▶ **DATA**
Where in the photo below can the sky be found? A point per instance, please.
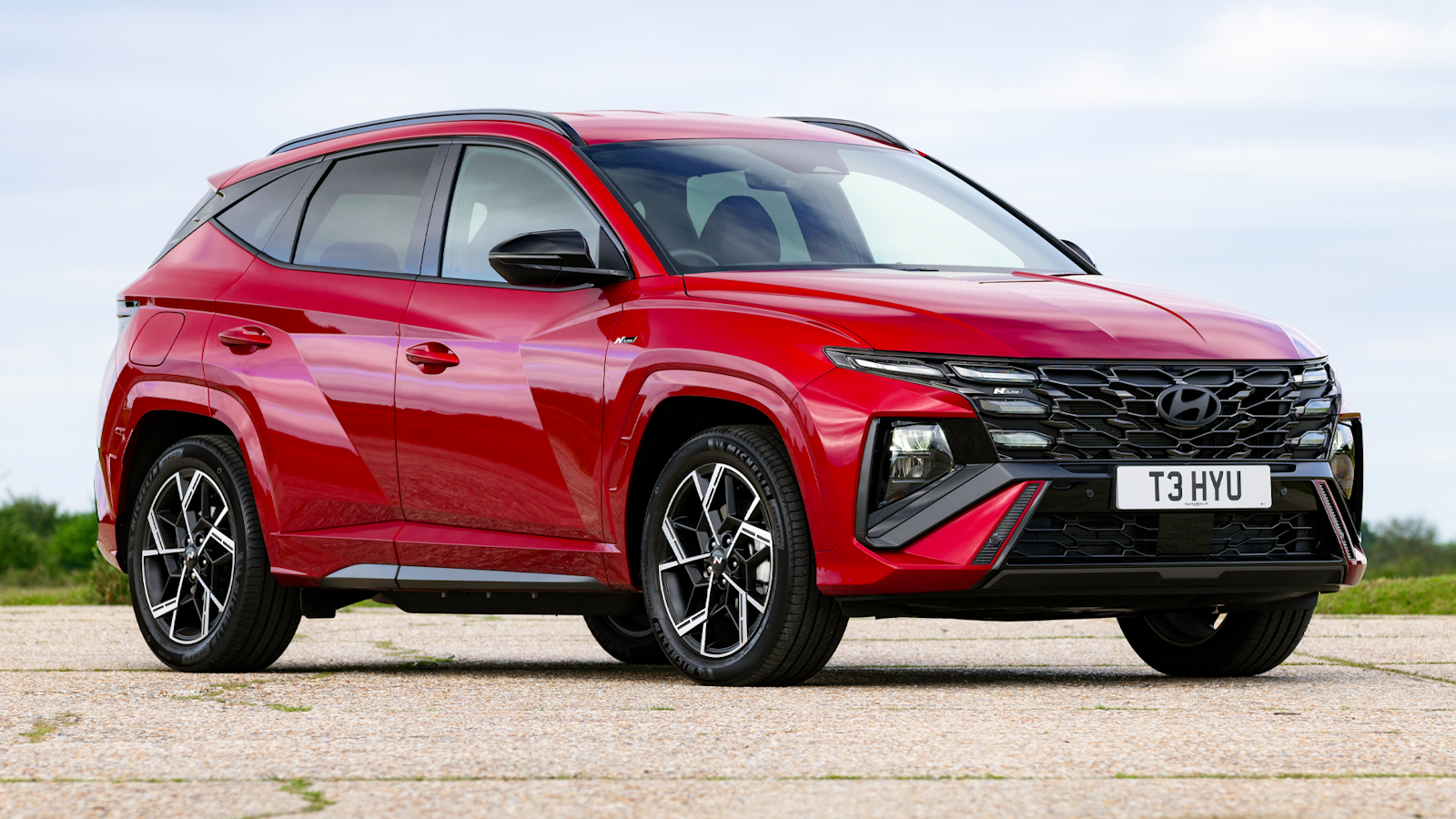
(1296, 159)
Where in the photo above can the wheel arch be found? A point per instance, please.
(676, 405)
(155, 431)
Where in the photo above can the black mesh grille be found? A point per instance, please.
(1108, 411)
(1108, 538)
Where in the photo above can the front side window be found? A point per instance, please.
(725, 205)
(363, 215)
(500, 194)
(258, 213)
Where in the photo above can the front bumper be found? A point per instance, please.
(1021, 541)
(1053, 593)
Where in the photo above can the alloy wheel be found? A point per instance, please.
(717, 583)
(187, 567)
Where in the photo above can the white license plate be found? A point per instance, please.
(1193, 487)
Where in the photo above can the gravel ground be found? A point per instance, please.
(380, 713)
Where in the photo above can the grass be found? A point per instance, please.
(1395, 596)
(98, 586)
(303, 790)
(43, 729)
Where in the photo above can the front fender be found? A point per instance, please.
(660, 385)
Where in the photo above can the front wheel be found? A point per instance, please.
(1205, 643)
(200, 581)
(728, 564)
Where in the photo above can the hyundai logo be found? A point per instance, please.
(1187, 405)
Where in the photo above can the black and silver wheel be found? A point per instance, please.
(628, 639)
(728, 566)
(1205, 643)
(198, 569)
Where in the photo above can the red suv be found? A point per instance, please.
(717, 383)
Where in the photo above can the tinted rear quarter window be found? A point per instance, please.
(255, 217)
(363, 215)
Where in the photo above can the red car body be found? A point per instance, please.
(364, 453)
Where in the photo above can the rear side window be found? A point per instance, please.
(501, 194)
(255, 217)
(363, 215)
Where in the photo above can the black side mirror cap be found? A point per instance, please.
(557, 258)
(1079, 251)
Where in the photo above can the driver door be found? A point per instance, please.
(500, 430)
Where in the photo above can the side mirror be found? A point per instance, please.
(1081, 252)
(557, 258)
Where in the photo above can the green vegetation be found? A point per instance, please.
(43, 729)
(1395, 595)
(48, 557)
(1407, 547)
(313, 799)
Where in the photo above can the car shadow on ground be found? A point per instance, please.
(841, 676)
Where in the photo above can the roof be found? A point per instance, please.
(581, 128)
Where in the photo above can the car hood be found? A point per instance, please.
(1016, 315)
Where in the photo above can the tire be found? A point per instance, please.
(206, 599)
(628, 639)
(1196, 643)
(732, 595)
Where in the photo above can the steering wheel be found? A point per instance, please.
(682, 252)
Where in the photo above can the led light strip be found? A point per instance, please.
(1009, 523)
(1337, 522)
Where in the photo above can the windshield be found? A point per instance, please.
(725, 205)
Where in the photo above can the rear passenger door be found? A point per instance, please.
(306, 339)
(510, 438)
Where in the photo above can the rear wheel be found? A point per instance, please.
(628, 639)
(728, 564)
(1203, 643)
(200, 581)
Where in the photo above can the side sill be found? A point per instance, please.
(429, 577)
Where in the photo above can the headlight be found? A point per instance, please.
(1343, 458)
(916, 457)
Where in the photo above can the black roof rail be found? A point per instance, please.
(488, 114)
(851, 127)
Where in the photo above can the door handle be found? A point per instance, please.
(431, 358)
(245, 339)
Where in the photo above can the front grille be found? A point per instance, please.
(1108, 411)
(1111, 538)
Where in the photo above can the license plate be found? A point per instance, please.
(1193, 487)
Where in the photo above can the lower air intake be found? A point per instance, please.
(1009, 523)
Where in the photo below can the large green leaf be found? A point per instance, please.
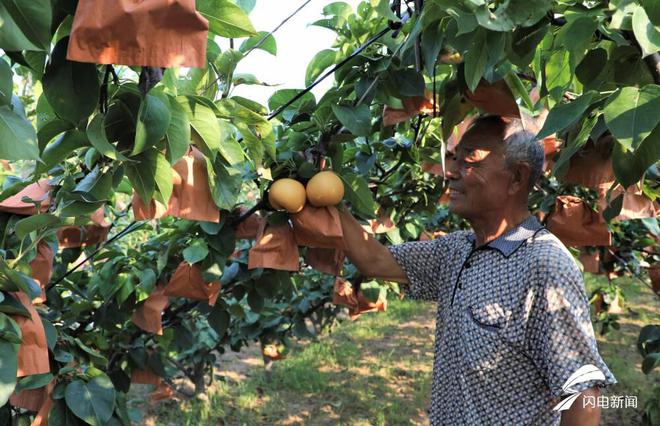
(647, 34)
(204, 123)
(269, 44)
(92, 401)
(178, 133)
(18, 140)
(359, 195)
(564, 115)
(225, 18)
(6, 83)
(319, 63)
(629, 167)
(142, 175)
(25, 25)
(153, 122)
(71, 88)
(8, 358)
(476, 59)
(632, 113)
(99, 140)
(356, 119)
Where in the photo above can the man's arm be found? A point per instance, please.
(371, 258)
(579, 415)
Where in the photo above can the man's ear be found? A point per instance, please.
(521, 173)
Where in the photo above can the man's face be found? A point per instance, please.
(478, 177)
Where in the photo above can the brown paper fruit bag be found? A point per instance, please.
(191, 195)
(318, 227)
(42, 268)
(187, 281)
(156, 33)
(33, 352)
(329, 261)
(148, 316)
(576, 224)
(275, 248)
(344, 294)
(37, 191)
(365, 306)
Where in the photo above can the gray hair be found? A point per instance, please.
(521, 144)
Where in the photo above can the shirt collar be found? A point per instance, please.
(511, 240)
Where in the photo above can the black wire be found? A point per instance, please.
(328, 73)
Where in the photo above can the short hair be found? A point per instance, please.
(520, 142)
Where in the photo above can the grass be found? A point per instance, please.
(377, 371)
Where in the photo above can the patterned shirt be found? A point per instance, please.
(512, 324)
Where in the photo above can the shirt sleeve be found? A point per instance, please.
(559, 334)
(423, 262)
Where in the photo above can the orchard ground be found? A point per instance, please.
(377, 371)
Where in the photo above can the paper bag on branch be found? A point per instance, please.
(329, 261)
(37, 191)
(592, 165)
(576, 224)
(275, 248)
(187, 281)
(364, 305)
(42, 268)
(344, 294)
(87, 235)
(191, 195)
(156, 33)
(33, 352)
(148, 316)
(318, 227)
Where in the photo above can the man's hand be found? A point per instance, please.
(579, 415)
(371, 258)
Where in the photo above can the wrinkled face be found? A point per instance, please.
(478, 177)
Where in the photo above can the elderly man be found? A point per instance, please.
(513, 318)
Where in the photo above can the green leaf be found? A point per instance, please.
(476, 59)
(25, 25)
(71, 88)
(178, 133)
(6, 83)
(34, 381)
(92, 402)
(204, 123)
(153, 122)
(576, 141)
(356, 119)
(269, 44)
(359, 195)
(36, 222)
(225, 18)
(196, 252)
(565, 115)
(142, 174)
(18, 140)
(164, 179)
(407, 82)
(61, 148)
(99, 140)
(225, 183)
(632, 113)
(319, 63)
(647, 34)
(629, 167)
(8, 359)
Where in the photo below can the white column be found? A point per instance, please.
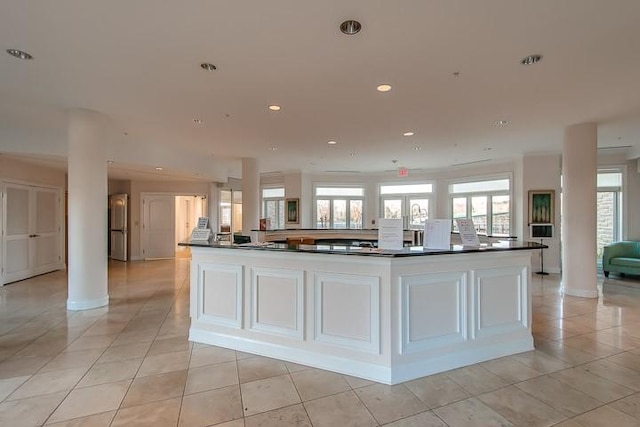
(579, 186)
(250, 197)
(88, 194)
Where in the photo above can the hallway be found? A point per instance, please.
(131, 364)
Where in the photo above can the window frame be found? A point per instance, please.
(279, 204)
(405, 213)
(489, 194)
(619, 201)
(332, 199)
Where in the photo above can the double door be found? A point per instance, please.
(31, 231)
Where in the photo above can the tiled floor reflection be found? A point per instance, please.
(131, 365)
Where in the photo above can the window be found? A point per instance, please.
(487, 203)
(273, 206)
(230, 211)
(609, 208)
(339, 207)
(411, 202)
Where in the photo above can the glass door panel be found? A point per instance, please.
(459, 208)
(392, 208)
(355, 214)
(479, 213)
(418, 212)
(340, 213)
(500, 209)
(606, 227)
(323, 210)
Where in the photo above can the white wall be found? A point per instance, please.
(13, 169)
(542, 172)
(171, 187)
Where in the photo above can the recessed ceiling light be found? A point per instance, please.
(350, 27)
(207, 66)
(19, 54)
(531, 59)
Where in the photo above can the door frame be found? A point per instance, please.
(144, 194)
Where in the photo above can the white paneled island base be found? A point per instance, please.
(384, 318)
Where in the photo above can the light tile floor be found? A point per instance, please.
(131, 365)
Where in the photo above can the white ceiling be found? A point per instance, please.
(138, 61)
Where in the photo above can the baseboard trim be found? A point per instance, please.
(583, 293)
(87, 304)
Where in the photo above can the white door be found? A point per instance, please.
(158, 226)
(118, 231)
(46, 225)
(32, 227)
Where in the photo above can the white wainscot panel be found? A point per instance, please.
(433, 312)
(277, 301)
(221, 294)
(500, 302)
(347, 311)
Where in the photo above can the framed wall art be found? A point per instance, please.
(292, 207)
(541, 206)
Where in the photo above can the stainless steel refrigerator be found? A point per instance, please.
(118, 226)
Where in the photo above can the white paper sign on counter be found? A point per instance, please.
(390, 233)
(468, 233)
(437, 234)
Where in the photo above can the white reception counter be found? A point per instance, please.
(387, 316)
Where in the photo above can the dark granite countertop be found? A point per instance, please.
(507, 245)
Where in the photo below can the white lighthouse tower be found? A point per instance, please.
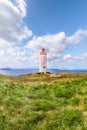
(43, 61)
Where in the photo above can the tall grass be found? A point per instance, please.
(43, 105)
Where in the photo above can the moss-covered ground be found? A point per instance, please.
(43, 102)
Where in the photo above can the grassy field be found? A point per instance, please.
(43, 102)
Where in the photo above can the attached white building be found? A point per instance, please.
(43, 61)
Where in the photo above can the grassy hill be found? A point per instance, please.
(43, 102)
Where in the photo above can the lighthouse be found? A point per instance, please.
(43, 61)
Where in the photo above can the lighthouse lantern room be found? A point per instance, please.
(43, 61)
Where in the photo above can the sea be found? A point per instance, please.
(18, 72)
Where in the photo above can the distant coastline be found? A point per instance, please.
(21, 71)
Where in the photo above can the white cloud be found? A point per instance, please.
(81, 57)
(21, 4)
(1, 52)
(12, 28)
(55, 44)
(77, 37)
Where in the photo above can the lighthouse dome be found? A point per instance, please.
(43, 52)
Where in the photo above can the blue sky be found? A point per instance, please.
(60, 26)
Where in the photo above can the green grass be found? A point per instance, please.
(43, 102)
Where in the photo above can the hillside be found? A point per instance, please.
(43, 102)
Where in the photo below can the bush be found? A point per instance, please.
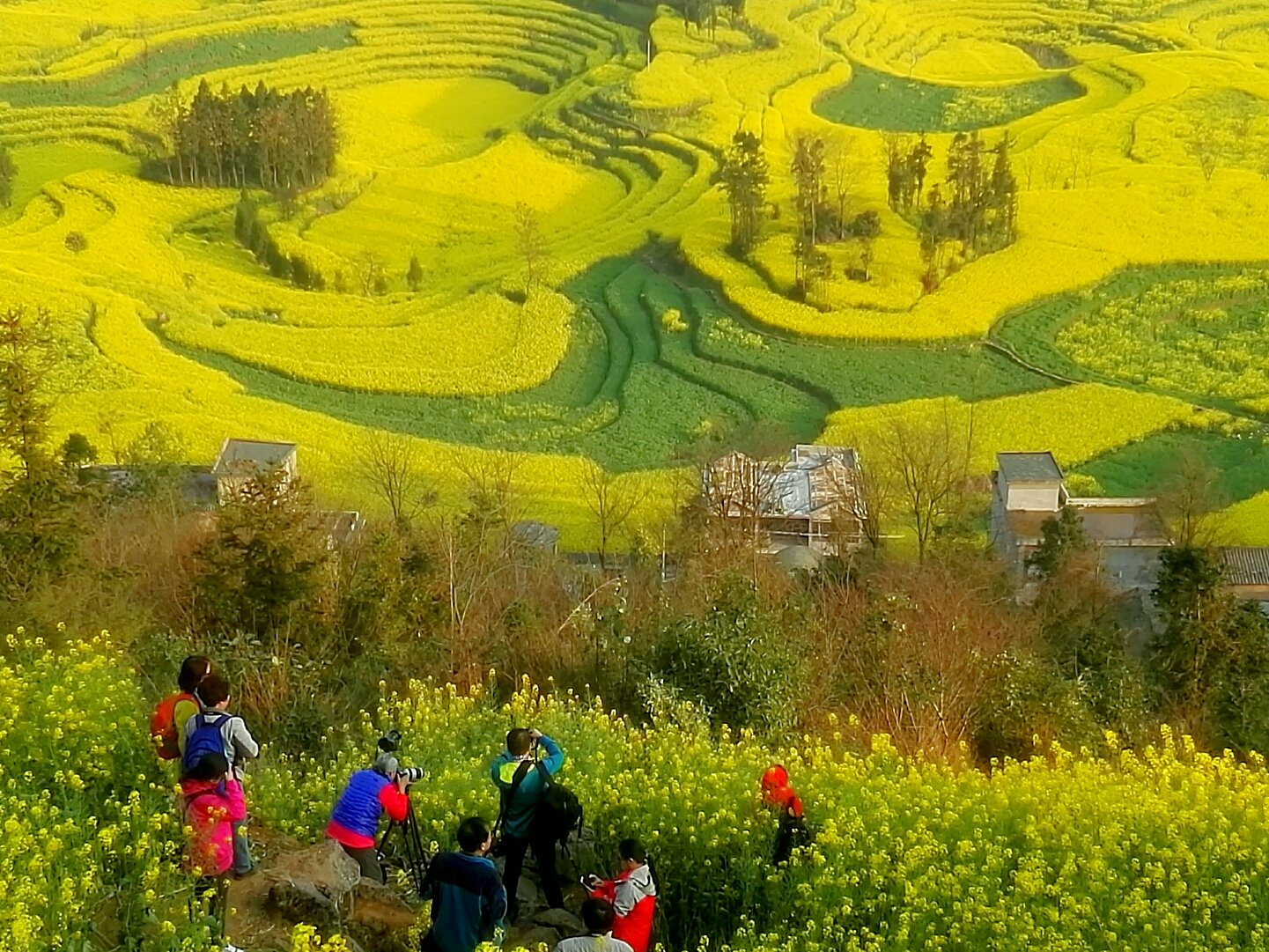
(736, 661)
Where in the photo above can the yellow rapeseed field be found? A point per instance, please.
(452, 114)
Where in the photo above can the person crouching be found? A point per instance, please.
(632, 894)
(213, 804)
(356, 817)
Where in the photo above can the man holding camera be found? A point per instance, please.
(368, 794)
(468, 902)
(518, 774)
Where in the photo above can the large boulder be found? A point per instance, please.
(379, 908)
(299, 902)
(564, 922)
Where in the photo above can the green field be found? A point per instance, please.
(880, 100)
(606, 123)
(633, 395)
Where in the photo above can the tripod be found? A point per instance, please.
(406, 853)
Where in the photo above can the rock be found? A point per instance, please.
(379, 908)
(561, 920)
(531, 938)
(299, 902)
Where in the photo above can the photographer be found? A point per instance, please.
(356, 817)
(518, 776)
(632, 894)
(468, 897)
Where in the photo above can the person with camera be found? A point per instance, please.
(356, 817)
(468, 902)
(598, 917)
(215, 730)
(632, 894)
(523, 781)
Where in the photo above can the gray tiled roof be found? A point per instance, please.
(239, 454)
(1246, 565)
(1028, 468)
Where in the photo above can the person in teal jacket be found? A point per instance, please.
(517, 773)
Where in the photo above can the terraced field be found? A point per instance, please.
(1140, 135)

▶ **TASK DESCRIPTION**
From the line containing "Where in the photo above can the gray tiled" down to the end of the listing above, return each line exactly as it appears and nothing more.

▶ **WRITTEN RESPONSE**
Where in the photo above can the gray tiled roof be found? A point per instance, please.
(239, 454)
(1246, 565)
(1028, 468)
Where in the photo above can the person in teal jacket be found? A point per instance, please.
(517, 773)
Where in the photo above can the terraced field be found? A point per instance, please.
(1140, 135)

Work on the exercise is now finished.